Task brief
The line containing "Where can the sloped" marks the start; please restate exactly that line and only the lines following it through the end of the material below.

Records to use
┌────────
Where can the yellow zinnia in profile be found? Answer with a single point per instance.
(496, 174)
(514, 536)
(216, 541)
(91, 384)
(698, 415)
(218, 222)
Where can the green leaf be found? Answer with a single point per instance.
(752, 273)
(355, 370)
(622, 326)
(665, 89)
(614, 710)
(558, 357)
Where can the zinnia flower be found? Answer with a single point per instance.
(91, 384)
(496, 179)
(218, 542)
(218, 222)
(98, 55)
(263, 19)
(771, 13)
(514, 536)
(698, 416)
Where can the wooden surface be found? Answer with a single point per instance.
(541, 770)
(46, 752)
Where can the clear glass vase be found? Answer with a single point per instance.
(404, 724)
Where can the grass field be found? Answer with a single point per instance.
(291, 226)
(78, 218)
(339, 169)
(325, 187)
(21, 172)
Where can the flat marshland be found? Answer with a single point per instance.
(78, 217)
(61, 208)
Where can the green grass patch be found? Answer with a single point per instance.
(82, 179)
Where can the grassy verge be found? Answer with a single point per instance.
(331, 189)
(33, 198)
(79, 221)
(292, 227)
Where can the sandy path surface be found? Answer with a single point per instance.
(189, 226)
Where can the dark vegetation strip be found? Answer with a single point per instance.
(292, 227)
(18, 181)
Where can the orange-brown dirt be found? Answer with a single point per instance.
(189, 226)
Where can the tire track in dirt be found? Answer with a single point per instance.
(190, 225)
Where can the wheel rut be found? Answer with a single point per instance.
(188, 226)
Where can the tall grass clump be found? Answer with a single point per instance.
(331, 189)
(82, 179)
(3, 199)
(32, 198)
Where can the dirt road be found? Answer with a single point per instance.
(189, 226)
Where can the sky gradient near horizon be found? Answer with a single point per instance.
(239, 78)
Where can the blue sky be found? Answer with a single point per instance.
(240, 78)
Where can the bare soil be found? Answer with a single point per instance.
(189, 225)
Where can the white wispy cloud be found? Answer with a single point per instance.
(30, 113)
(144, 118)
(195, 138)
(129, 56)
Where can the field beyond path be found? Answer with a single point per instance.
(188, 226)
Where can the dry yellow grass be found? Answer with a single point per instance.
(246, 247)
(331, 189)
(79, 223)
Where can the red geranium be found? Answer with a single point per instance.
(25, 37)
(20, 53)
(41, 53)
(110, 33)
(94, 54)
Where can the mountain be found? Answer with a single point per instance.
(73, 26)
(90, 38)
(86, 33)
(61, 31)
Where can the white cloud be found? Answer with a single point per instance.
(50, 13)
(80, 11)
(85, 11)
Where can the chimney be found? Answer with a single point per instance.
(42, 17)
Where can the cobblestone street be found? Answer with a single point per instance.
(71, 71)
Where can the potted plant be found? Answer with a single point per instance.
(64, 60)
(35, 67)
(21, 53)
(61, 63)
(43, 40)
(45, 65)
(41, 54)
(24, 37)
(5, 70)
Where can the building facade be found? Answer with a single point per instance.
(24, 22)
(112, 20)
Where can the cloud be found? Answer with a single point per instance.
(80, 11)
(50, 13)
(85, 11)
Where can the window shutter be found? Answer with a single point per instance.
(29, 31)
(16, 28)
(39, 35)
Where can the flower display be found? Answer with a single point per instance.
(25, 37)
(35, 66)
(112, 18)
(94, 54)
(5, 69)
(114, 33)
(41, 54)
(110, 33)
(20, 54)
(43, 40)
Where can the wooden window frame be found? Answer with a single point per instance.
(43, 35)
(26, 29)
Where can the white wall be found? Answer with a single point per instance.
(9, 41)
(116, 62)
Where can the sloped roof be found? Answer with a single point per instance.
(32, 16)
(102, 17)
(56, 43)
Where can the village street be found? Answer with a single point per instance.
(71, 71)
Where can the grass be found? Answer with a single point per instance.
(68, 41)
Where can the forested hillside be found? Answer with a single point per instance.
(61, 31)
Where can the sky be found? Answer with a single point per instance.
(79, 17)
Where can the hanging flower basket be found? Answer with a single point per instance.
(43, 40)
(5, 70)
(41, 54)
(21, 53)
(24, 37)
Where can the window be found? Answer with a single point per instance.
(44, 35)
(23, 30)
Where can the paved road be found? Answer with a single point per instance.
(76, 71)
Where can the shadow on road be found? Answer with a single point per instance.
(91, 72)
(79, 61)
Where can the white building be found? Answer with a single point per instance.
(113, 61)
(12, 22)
└────────
Solution below
Where can the sloped roof be found? Answer with a single point per instance.
(32, 16)
(102, 17)
(56, 43)
Where can the village street be found? Answer with a single point per instance.
(71, 71)
Where can the grass be found? Answer with a single point per instance.
(68, 41)
Where can the forested hillside be found? Answer with a single point per instance.
(61, 31)
Where can the sky be found? Answer with a single point per instance.
(79, 17)
Where can the hanging flower basket be found? Answer with a single point per instance.
(43, 40)
(5, 70)
(41, 54)
(21, 53)
(24, 37)
Where can the window be found? Answer with a single point per instance.
(44, 35)
(23, 30)
Where can the paved road be found? Answer with a single point per instance.
(76, 71)
Where can the shadow on road be found? Answer with a single point per instance.
(91, 72)
(79, 61)
Where can the white building be found? Answer with a single point per instance.
(113, 61)
(12, 22)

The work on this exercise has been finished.